** start Data provided **

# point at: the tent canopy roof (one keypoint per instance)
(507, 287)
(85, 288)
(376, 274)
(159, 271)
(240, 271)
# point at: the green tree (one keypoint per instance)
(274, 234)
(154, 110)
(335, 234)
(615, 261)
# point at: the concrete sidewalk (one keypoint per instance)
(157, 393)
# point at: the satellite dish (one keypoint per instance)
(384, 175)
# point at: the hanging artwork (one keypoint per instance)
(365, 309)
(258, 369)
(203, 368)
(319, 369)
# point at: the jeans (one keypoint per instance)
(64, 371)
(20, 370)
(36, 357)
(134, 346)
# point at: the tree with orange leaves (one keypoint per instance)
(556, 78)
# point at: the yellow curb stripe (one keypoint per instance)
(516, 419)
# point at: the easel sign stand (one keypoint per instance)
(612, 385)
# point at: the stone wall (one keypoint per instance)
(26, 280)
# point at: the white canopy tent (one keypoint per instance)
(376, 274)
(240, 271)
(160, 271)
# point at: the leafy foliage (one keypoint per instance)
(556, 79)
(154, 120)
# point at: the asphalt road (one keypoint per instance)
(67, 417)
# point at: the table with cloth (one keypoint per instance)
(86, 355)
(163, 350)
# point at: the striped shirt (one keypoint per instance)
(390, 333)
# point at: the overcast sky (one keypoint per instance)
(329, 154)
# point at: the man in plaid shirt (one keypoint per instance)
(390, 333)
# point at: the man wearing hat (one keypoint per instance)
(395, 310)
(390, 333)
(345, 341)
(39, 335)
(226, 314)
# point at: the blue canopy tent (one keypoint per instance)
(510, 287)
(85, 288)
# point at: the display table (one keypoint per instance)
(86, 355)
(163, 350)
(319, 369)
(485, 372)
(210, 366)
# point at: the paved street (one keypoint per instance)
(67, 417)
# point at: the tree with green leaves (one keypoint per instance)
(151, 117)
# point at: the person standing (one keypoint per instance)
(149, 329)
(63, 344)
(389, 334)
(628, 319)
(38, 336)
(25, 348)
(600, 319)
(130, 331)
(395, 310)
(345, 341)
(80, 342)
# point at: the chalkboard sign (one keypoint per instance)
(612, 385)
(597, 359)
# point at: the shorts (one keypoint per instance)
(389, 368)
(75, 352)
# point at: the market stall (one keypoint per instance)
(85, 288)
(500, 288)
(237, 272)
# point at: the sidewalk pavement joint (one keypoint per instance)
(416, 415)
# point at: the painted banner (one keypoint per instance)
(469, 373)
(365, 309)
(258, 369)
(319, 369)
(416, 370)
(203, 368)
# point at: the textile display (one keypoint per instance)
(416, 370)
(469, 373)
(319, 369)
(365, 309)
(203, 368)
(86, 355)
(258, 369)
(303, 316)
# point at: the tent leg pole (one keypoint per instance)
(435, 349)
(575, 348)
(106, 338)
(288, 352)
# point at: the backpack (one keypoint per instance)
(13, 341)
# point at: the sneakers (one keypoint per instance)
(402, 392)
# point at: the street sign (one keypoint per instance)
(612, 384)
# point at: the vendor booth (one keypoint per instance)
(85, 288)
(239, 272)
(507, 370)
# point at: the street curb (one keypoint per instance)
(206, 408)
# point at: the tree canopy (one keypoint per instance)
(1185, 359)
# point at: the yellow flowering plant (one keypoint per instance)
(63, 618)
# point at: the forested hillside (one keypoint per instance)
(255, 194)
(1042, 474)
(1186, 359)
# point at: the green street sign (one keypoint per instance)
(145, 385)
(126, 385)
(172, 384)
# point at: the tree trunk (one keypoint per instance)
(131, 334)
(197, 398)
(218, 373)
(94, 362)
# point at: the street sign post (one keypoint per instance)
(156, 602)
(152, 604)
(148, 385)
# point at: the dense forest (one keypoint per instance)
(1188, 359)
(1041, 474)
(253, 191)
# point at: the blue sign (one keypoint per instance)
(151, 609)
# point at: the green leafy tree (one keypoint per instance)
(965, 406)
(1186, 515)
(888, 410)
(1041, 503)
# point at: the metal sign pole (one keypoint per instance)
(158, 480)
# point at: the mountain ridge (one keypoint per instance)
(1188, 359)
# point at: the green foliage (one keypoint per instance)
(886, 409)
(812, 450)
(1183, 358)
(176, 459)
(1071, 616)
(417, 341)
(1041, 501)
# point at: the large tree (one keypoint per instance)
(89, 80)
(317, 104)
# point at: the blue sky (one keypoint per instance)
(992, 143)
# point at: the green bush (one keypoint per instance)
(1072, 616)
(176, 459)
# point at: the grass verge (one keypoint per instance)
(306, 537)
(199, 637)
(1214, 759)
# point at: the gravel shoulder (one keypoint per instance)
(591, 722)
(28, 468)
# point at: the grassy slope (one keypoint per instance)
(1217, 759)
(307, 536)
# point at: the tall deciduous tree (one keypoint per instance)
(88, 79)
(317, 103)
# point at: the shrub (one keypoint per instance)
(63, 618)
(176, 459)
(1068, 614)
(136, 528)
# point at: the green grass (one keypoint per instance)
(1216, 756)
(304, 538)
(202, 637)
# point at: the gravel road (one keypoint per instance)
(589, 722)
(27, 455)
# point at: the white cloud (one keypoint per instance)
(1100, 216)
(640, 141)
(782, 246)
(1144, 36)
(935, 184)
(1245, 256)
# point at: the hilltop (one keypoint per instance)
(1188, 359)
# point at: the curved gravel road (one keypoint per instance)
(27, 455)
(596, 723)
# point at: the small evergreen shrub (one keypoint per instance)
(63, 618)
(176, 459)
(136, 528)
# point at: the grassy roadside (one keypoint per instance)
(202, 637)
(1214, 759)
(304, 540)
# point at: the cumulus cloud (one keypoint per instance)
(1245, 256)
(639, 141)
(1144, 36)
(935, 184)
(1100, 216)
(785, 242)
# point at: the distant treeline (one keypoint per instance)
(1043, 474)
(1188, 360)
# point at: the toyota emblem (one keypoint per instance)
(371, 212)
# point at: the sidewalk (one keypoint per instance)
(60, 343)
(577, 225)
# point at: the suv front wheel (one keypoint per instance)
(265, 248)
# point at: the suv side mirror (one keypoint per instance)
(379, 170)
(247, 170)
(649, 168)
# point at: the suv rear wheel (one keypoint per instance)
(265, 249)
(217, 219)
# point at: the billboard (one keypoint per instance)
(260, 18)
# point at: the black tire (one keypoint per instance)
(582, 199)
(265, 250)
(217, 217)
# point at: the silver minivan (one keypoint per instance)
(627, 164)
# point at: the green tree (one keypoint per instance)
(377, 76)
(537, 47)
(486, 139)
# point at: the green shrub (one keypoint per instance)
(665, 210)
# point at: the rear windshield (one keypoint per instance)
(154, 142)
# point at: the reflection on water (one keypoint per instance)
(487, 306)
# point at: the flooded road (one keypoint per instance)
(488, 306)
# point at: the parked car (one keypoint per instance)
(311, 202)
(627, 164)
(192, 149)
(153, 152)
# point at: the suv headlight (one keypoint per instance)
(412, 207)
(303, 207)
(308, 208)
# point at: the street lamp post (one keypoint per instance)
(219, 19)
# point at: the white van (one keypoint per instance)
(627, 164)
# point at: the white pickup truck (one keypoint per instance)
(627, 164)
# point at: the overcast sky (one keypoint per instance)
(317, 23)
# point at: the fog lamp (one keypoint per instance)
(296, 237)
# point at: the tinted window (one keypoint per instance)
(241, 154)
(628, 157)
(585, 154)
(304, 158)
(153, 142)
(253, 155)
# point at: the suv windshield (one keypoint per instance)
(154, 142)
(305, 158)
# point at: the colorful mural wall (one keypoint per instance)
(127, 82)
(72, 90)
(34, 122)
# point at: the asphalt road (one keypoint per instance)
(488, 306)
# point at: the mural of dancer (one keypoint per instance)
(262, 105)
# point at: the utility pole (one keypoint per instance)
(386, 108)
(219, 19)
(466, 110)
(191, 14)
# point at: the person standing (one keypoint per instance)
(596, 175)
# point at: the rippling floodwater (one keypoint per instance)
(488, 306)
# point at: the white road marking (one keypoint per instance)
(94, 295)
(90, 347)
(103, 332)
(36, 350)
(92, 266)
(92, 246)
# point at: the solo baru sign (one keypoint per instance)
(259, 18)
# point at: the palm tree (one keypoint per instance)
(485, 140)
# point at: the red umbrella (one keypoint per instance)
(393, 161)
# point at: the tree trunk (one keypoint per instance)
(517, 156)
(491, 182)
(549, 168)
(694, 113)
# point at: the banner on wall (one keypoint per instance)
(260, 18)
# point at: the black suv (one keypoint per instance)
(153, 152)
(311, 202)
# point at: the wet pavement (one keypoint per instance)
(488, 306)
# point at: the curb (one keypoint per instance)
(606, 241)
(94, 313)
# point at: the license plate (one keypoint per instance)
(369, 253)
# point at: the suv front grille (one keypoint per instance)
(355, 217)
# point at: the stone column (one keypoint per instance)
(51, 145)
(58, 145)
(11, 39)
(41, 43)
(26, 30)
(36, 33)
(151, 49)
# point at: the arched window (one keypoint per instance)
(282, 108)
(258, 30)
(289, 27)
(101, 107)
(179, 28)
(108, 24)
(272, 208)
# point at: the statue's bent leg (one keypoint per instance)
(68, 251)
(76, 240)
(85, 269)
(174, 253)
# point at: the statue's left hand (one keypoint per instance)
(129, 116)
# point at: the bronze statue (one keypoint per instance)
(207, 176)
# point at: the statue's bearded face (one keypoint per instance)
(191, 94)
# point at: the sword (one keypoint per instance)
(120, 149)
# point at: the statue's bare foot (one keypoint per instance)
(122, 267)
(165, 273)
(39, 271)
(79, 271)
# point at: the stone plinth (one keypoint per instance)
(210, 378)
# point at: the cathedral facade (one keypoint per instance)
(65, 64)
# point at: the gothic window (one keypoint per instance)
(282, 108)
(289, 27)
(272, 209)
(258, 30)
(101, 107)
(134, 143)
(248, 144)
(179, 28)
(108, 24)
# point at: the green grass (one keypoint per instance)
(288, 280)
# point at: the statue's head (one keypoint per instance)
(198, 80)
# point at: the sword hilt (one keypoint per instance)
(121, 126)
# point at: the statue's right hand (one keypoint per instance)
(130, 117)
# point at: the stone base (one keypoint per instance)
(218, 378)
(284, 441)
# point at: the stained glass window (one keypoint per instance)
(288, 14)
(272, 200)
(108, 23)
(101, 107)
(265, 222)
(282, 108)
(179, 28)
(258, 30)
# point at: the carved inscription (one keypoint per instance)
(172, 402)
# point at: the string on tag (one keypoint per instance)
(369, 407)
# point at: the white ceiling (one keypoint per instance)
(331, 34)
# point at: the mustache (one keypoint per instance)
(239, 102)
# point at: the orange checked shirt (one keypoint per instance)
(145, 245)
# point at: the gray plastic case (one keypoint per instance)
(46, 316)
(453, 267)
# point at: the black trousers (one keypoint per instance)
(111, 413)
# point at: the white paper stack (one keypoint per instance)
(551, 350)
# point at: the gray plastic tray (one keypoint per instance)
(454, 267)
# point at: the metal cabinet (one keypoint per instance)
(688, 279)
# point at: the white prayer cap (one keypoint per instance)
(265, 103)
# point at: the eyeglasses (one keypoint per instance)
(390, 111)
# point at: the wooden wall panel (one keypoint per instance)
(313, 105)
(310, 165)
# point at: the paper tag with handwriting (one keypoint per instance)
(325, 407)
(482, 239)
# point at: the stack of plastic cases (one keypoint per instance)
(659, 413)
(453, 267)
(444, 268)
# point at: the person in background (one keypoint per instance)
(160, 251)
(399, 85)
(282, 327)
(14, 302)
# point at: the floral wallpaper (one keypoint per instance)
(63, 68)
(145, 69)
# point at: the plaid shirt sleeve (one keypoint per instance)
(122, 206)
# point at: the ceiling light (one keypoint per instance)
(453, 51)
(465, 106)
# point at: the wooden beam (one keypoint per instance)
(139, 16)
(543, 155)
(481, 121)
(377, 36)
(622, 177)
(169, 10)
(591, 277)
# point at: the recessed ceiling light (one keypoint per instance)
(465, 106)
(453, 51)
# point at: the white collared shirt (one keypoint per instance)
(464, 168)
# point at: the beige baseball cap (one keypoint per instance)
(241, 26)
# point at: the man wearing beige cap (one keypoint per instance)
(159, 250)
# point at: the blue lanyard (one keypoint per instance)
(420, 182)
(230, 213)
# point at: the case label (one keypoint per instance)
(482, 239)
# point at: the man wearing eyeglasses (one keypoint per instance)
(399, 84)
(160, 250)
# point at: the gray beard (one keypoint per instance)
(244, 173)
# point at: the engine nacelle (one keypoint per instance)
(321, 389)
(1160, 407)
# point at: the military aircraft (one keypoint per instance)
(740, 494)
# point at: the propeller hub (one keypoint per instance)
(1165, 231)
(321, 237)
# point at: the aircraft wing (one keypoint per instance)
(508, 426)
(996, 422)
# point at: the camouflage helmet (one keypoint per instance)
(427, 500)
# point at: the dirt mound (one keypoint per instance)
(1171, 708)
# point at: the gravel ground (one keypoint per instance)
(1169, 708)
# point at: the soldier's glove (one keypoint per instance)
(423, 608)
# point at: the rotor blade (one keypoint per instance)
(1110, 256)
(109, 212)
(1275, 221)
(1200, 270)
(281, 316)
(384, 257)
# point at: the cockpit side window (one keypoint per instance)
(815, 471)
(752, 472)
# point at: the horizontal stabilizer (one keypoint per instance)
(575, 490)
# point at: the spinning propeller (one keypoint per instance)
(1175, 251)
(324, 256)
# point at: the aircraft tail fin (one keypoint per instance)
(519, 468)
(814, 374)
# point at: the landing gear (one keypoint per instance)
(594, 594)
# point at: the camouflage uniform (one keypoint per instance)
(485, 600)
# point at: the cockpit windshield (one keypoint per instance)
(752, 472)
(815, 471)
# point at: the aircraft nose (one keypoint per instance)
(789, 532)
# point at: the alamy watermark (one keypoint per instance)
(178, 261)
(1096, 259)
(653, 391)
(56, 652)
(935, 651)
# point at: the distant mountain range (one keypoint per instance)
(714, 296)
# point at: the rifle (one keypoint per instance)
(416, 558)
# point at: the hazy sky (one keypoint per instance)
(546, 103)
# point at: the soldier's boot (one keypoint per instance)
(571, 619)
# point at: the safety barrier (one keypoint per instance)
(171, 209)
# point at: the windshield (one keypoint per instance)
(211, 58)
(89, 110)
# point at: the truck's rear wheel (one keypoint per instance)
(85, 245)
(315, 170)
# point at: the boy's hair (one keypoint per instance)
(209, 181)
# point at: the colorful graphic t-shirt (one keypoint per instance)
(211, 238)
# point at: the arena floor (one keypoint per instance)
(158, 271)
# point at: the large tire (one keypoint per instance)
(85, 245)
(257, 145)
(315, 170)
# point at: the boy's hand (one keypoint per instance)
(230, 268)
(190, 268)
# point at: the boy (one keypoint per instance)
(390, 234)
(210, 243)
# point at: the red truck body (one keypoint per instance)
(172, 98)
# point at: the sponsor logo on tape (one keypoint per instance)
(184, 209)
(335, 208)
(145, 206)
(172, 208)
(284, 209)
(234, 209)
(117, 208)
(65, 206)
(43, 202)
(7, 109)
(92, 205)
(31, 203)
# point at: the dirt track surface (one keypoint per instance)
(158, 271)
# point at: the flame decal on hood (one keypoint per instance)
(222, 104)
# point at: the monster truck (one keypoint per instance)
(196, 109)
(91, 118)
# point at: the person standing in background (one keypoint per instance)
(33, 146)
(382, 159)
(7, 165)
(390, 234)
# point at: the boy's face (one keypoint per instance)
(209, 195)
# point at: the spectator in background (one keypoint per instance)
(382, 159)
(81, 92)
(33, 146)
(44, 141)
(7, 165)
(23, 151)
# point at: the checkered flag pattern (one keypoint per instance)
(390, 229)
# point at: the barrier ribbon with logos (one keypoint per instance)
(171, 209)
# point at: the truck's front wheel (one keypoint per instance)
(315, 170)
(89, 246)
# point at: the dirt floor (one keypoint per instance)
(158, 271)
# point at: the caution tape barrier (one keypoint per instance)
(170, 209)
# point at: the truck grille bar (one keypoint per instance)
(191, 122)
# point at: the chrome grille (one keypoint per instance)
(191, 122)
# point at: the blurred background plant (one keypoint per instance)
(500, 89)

** end Data provided **

Exercise objective: Each line from the one containing "# point at: the checkered" through the end of the entries, both included, is to be returned exactly, with no other lines.

Result:
# point at: the checkered flag pattern (one keypoint per instance)
(390, 229)
# point at: the barrier ribbon with logos (one keypoint per instance)
(171, 209)
# point at: the truck's front wheel (one keypoint per instance)
(315, 170)
(89, 246)
# point at: the dirt floor (one keypoint per instance)
(158, 271)
# point at: the caution tape barrier (one keypoint per instance)
(170, 209)
# point at: the truck grille bar (one keypoint per instance)
(191, 122)
# point at: the chrome grille (one keypoint per instance)
(191, 122)
# point at: the blurred background plant (one keypoint per instance)
(500, 89)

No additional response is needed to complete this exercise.